Exercise task
Copy all of the entries below word for word, keeping every line unchanged.

[Entries from a data collection]
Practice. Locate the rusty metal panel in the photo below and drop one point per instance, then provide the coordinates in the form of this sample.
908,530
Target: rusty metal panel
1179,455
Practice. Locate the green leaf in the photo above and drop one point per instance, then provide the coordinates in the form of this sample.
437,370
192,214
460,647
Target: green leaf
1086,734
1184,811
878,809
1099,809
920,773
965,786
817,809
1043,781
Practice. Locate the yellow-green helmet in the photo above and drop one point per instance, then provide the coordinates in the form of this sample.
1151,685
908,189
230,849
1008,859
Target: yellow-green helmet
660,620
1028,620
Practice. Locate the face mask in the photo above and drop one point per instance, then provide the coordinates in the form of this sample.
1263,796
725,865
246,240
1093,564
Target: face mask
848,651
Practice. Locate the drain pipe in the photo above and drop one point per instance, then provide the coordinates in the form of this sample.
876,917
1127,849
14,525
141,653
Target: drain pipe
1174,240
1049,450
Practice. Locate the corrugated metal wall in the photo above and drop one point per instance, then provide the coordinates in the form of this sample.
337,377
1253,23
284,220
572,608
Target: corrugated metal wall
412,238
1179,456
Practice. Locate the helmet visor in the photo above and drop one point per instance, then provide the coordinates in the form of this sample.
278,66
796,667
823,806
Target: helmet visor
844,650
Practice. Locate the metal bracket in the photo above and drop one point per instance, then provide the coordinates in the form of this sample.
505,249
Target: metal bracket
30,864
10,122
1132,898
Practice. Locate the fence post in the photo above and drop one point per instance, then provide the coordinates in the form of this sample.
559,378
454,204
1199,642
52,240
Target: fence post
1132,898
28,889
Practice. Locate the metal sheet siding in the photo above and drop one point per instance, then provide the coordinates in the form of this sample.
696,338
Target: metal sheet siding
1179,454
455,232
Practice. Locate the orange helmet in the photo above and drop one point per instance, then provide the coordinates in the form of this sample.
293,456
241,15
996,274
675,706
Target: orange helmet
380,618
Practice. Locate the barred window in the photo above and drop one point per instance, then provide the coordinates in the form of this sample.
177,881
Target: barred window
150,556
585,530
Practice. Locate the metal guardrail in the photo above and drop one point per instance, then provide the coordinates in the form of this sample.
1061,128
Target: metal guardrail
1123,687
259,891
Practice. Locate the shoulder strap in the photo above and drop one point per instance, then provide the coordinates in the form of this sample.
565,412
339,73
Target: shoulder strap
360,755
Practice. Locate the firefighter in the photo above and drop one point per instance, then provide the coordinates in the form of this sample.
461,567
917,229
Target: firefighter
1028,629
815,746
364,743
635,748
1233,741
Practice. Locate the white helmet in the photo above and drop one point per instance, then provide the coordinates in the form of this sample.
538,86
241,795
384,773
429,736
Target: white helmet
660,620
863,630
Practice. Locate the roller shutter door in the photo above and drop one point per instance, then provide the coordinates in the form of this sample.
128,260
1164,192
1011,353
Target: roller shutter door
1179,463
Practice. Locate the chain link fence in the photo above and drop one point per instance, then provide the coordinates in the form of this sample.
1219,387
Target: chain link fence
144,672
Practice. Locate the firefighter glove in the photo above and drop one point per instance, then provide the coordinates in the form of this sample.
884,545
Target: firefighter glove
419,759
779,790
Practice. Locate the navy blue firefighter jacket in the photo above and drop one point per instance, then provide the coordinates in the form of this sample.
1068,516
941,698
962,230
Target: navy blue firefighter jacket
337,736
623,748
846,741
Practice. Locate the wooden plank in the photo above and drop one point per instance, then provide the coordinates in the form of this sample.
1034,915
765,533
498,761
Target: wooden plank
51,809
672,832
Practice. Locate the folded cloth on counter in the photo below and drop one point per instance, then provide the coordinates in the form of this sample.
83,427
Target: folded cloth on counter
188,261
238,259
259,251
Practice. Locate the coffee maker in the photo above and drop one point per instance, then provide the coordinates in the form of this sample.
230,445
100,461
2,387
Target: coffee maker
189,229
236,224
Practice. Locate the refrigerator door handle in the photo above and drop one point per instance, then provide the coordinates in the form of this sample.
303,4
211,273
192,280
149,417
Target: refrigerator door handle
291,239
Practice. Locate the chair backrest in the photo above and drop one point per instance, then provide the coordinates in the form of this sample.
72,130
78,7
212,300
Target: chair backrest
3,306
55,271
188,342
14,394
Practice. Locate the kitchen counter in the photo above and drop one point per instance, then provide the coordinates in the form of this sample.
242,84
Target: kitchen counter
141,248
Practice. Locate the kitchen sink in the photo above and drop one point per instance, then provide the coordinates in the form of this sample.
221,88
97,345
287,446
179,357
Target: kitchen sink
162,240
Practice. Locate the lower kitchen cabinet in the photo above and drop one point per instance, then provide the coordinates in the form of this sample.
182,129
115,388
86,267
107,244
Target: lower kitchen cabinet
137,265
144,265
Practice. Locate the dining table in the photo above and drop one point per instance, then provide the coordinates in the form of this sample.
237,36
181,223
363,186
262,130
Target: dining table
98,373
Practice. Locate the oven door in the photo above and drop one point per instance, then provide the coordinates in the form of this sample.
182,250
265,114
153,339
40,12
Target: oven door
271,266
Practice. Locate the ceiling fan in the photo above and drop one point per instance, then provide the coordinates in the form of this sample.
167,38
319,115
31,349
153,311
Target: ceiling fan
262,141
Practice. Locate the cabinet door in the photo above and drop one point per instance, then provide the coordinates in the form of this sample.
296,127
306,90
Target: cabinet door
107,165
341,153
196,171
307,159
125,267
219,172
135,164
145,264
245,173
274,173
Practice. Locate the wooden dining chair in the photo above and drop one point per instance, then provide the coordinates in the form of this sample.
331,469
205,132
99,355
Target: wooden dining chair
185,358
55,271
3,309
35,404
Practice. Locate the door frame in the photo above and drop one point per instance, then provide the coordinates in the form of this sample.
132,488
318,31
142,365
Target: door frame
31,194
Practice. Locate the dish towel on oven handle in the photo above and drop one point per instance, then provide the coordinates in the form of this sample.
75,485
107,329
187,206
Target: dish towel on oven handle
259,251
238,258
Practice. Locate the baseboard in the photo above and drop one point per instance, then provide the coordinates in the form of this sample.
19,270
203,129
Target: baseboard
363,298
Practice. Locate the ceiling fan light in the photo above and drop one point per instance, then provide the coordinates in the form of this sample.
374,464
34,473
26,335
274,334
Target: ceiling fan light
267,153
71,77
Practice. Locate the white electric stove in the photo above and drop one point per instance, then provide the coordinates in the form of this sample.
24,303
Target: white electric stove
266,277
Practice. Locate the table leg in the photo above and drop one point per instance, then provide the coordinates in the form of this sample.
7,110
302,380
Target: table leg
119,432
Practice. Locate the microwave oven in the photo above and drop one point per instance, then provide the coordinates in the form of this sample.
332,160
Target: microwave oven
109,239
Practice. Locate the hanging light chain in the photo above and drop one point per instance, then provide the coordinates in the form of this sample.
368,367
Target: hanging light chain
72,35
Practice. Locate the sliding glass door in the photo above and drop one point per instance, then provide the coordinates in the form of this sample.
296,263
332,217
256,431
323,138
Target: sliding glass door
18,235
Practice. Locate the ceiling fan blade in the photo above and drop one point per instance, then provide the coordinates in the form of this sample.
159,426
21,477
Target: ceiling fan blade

Written response
Practice. Locate the rusty metal panel in the photo below and drop one point per instance, then provide the coordinates in the form of this sample.
908,530
Target: rusty metal panel
1179,455
Practice. Locate the green leaf in the photo above and drop one point per instance, then provide the coordinates in the form of this sample.
437,370
192,214
460,647
Target: green leaf
1086,734
1184,811
878,809
1099,809
920,773
965,786
817,809
1043,781
Practice. Locate the yellow-green helmet in the photo above and drop one point per instance, then provide the coordinates in the form of this sample.
1151,685
908,189
230,849
1008,859
Target: yellow-green helmet
660,620
1028,620
Practice. Locate the face mask in the photo above and drop one point per instance, then provide the coordinates in the form of this sample.
1263,796
725,865
246,240
1093,564
Target: face mask
848,651
Practice. Locate the drain pipe in the photo above and drop one point per instance, then provide the coordinates in the form of this sample.
876,917
1127,849
14,525
141,653
Target: drain pipe
1174,240
1049,450
Practice. Locate the corrugated metal wall in the photo above and drop one point per instance, then provide the coordinates in the form of this sample.
337,377
1253,23
284,220
572,608
Target: corrugated metal wall
412,238
1179,456
Practice. Locate the helmet visor in the photo above and drop one point per instance, then provide the coordinates in the form of this sample.
278,66
796,667
823,806
Target: helmet visor
844,650
Practice. Locate the metal bracket in the photo above and drop one point per instance, then provide the coordinates in the form of this sample.
505,249
Target: metal bracket
30,864
10,122
1132,898
Practice. Locate the fence post in the photo above and drop one point per instance, then provide the coordinates in the form of this sample.
559,378
454,204
1199,642
52,240
Target: fence post
1132,898
28,889
Practice. Locate the metal sheet siding in the photo above and drop one point per instance, then provide the coordinates in the form of this sample.
696,338
Target: metal sheet siding
1179,454
455,232
Practice. Locate the orange helmet in the photo above and drop one point per instance, then provide the coordinates in the form of this sample.
293,456
241,15
996,274
675,706
Target: orange helmet
380,618
Practice. Locate the barred window in the photo above and drop one point per instance, then provide the coordinates in the form of this sample.
177,881
Target: barred window
150,556
585,530
Practice. Locate the metal guardrail in the photo above and drop one point per instance, then provide the coordinates in the form of this sample.
1061,128
Target: metal guardrail
1123,687
259,891
Practice. Locate the shoulder strap in the photo above and drop one point per instance, then provide the coordinates in the form of this sample.
565,412
339,73
Target: shoulder strap
360,755
Practice. Locate the firefighter in the photo above and drop one point per instance, then provide the coordinates in the form of this sample.
461,567
917,229
Target: firefighter
1028,629
815,746
364,743
635,748
1233,741
Practice. Locate the white helmet in the photo above and drop one point per instance, then provide the coordinates in the form of this sample.
538,86
241,795
384,773
429,736
Target: white helmet
660,620
863,630
Practice. Locate the roller shutter door in the photo above and drop one point per instance, then provide the coordinates in the form of this sample.
128,260
1164,192
1011,353
Target: roller shutter door
1179,463
Practice. Locate the chain link fence in the photo above and drop one point per instance, then provide the coordinates in the form of this sample.
1219,387
Target: chain link fence
144,672
Practice. Locate the firefighter glove in the photo above and drop one point per instance, then provide the coordinates in the form of this sample.
884,545
Target: firefighter glove
419,759
779,790
Practice. Locate the navy blue firefighter jacket in the photo above and drop one point per instance, then provide the coordinates in the form of this sample.
1068,516
941,698
962,230
Target: navy blue firefighter jacket
337,736
623,748
846,741
Practice. Locate the wooden plank in the photo above and drop one point per instance, then provide the coordinates in the form of this sample.
1034,915
765,533
498,761
Target: wooden plank
51,809
672,832
Practice. Locate the folded cloth on counter in the photo below and drop one point per instance, then provide the coordinates in the form of this sample.
83,427
Target: folded cloth on counter
188,261
238,259
259,251
Practice. Locate the coffee maker in the photo above and drop one point per instance, then provide the coordinates in the form of this sample.
230,445
100,461
2,387
Target: coffee maker
189,229
236,224
Practice. Locate the refrigerator door handle in the photo above and drop one point per instance, then provide the coordinates in the form of this sample.
303,4
211,273
192,280
149,417
Target: refrigerator door handle
291,239
Practice. Locate the chair backrest in the photo above and drop one point per instance, then provide the coordinates in the form of this sample.
72,130
78,7
212,300
Target: chair backrest
3,306
55,271
188,342
14,394
Practice. Locate the kitchen counter in the photo above and drop one point per instance, then provide the coordinates in the form of this sample.
242,84
Target: kitchen counter
141,248
Practice. Locate the kitchen sink in the photo above and drop one point per instance, then provide the coordinates in the form of this sample.
221,88
97,345
287,446
179,357
Target: kitchen sink
162,240
Practice. Locate the lower kitchen cabinet in the photo above and drop one point per instance, then provide the coordinates in the form of this sample.
182,129
115,388
86,267
107,244
Target: lower kitchen cabinet
137,265
144,265
Practice. Locate the dining table in the photo above and drop one point per instance, then provide the coordinates in the form of this sample.
237,36
181,223
363,186
262,130
Target: dining table
98,373
Practice. Locate the oven door in the photo above and drop one point per instance, then provide the coordinates in the form of this sample.
182,250
265,114
153,339
40,12
Target: oven door
271,266
Practice. Locate the ceiling fan in the photo above and drop one point per instance, then provide the coordinates in the form of this sample.
167,38
319,115
31,349
153,311
Target: ceiling fan
262,141
Practice. Locate the cabinet door in the photo above and drop one point per instance, then provide the coordinates in the form of this sample.
296,127
306,90
Target: cabinet door
107,165
341,153
196,171
307,159
125,267
219,172
135,164
145,264
245,173
274,173
Practice. Locate the wooden dining chair in the photo above and drop one point per instance, then provide the coordinates in the form of this sample.
331,469
205,132
99,355
Target: wooden dining chair
185,358
55,271
3,309
35,404
Practice. Locate the door frame in the photo above and drop one point per instance, then provide the coordinates in the form of this sample.
132,488
318,31
142,365
Target: door frame
31,194
Practice. Locate the dish towel on oven handle in the photo above and drop one point per instance, then provide the coordinates in the form of this sample.
75,485
107,329
187,206
Target: dish towel on oven handle
259,251
238,258
Practice. Locate the baseboard in the photo above and drop one point per instance, then provide the coordinates in the form of this sample.
19,270
203,129
Target: baseboard
363,298
Practice. Locate the ceiling fan light in the photo above and drop one point per instance, then provide the coordinates in the form of this sample.
374,464
34,473
26,335
274,334
Target: ceiling fan light
267,153
71,77
Practice. Locate the white electric stove in the photo above and drop one point per instance, then provide the coordinates in the form of this sample.
24,303
Target: white electric stove
266,277
Practice. Locate the table leg in the photo above and drop one point per instance, then provide the coordinates in the form of this sample.
7,110
302,380
Target: table leg
119,432
Practice. Locate the microwave oven in the photo above and drop one point per instance, then provide the coordinates in the form of this sample.
332,160
Target: microwave oven
109,239
Practice. Locate the hanging light chain in the photo above and drop one point per instance, then provide the coordinates in the form of this sample.
368,367
Target: hanging light chain
72,35
Practice. Locate the sliding glass door in the photo above and drop one point per instance, then provide the coordinates in the form of this sample.
296,263
332,217
256,431
323,138
Target: sliding glass door
18,235
Practice. Locate the ceiling fan blade in the photo above and drop one point per instance, then provide the coordinates in the form of this sample.
159,426
21,477
Target: ceiling fan blade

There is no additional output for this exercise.